> [Job]: Can you quote the records below in full, word for word?

[Stored items from a collection]
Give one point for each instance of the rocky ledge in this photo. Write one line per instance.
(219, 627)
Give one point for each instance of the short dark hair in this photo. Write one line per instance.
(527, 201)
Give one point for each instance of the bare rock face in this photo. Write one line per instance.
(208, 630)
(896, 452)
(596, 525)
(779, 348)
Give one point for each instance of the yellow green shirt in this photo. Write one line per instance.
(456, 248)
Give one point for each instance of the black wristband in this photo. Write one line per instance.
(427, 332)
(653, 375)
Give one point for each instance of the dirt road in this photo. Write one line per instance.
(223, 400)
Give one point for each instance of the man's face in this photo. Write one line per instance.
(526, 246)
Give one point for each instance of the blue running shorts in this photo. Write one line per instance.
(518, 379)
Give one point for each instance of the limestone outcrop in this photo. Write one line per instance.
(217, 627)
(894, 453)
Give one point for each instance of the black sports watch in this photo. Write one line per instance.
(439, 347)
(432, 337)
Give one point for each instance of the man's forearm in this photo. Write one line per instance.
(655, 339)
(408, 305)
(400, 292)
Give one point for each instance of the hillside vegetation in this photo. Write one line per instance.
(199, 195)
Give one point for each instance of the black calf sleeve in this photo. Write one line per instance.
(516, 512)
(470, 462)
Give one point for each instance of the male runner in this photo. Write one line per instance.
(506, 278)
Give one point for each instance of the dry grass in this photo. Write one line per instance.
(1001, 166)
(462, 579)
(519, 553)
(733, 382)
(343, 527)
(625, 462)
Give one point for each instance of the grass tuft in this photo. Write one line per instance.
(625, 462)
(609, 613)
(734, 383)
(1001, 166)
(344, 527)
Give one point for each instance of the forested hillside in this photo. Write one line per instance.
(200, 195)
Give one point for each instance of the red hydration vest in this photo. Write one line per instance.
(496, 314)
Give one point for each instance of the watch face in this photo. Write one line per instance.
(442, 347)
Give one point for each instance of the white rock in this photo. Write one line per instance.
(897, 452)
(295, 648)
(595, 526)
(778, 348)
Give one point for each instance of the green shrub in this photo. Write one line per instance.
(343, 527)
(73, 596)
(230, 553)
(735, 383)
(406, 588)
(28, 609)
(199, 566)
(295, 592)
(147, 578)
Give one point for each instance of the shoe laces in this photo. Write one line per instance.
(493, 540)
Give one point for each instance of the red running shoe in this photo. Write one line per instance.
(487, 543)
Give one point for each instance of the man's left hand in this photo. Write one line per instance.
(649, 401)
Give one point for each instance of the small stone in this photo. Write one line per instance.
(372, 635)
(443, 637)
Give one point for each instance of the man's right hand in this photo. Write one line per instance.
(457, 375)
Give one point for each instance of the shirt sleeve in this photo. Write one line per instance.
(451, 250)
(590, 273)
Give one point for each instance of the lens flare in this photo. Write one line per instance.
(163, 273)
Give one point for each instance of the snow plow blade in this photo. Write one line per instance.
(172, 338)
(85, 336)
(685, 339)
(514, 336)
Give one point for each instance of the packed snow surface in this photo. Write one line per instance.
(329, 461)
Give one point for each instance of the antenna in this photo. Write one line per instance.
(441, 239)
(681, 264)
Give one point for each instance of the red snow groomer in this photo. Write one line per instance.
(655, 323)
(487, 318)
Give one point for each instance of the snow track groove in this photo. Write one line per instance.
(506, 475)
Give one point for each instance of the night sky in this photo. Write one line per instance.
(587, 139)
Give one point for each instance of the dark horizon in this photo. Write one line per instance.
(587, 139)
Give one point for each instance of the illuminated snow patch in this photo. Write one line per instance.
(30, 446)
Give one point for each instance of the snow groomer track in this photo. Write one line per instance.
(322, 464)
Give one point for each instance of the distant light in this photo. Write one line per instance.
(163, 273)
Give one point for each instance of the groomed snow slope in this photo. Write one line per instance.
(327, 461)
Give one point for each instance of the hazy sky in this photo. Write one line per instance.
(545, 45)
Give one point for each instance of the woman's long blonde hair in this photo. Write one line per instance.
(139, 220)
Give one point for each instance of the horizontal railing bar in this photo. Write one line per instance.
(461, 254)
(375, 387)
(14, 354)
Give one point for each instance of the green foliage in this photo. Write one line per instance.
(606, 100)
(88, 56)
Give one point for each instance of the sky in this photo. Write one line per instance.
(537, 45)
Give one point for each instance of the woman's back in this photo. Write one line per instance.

> [Full response]:
Give one point for each instance of the rocky ledge in this photo. Write one line per instance.
(219, 627)
Give one point for each instance of the short dark hair in this photo. Write one line per instance.
(527, 201)
Give one point for each instance of the bare rock face in this photo. Write one line per instance.
(208, 630)
(896, 452)
(596, 525)
(779, 348)
Give one point for each instance of the yellow green shirt in this photo. Write one line per instance.
(456, 248)
Give one point for each instance of the black wristband in this photo. Write one line per instance.
(427, 332)
(653, 375)
Give one point for each instance of the dirt road in this photo. Write one line per instance.
(223, 400)
Give one point for each instance of the man's face in this photo. Write one line per instance.
(526, 246)
Give one point for each instance of the blue running shorts in this photo. Write one line per instance.
(518, 379)
Give one point for each instance of the limestone outcrop in this photo. Write one line per instance.
(217, 627)
(894, 453)
Give one point for each instance of the black sports watch in this photo. Write one line per instance.
(439, 347)
(432, 337)
Give one point for each instance of the man's forearm in this photo. Write one line per instance.
(655, 339)
(408, 305)
(400, 292)
Give one point for each instance of the hillside vegetation in this photo. Write one line per instance.
(199, 195)
Give one point for each instance of the black calf sleeve in this photo. Write one line per instance.
(516, 512)
(470, 462)
Give one point for each instance of the male runner in this photo. Write one line per instance.
(506, 278)
Give one point for each instance of the dry grass in this photo. Write one line per instance.
(1001, 166)
(462, 579)
(519, 553)
(733, 382)
(343, 527)
(625, 462)
Give one point for each instance of the grass tuft in this photo. Write one line per instance.
(625, 462)
(609, 613)
(734, 383)
(1001, 166)
(344, 527)
Give one point for each instance of the forested hillside in this photo. Write one line per instance.
(200, 195)
Give one point for each instance of the red hydration vest in this photo. Write one line per instance.
(496, 314)
Give one point for each instance of the watch face in this photo. Write one line per instance.
(442, 347)
Give one point for each instance of the white rock in this photo. Write one line per instance.
(897, 452)
(295, 648)
(595, 526)
(778, 348)
Give one point for each instance of the green shrub in this photo. Write one line per instance.
(343, 527)
(73, 596)
(230, 553)
(735, 383)
(406, 588)
(28, 609)
(199, 566)
(295, 592)
(147, 578)
Give one point for each instance of the shoe laces in this photo. Write one line per instance.
(493, 540)
Give one point for each instance of the red running shoe in this photo. Write one line per instance.
(487, 543)
Give one point for each instance of the man's left hand in this photo. Write one line per instance.
(649, 401)
Give one point for each instance of the small stone in this photo. Write one line per instance.
(372, 635)
(443, 637)
Give one point for each instance of the man's right hand in this photo. Write one line per instance.
(457, 375)
Give one point for each instance of the shirt sleeve in this photo. Write one line per instance.
(451, 250)
(590, 273)
Give one point for each instance of the lens flare in this photo. Write one line per instance.
(163, 273)
Give one point for each instance of the snow plow blade in this photo. Write one line per instance.
(172, 338)
(85, 336)
(685, 339)
(514, 336)
Give one point for each instance of the packed snow surface in this photo. Write one line per instance.
(329, 461)
Give one point for each instance of the antenna in this photo. Write one line per instance.
(441, 239)
(681, 264)
Give one point for each instance of the red snow groomer in this photo. Write one line per instance.
(655, 323)
(487, 318)
Give one point for each instance of the snow track groove in this photo. Write one line per instance.
(506, 475)
Give one point for each instance of the night sky in this photo. Write one line per instance.
(587, 139)
Give one point for each instance of the dark horizon in this photo. Write one line per instance.
(587, 139)
Give one point for each instance of the illuminated snow patch in this photo. Write one line per instance.
(30, 446)
Give one point for each instance of the snow groomer track in this photo. Write one line per instance.
(322, 464)
Give one point for each instance of the distant light in this photo. Write one line per instance.
(163, 273)
Give one point for each instance of the groomed snow slope in this photo. Write one line per instance.
(327, 461)
Give one point for each instance of the hazy sky in this photo. Write one line per instance.
(545, 45)
Give one point for each instance of the woman's long blonde hair in this photo. Write one line per instance.
(139, 220)
Give one point for each instance of the horizontal railing bar in this photo. Write one line per instance.
(461, 254)
(375, 387)
(14, 354)
Give one point for each instance of the green foliage in this photo. Write one line per instance.
(606, 100)
(88, 56)
Give one point for each instance of the sky in this photo. Write one line per instance.
(537, 45)
Give one point for each instance of the woman's back in this photo. Write one line per instance.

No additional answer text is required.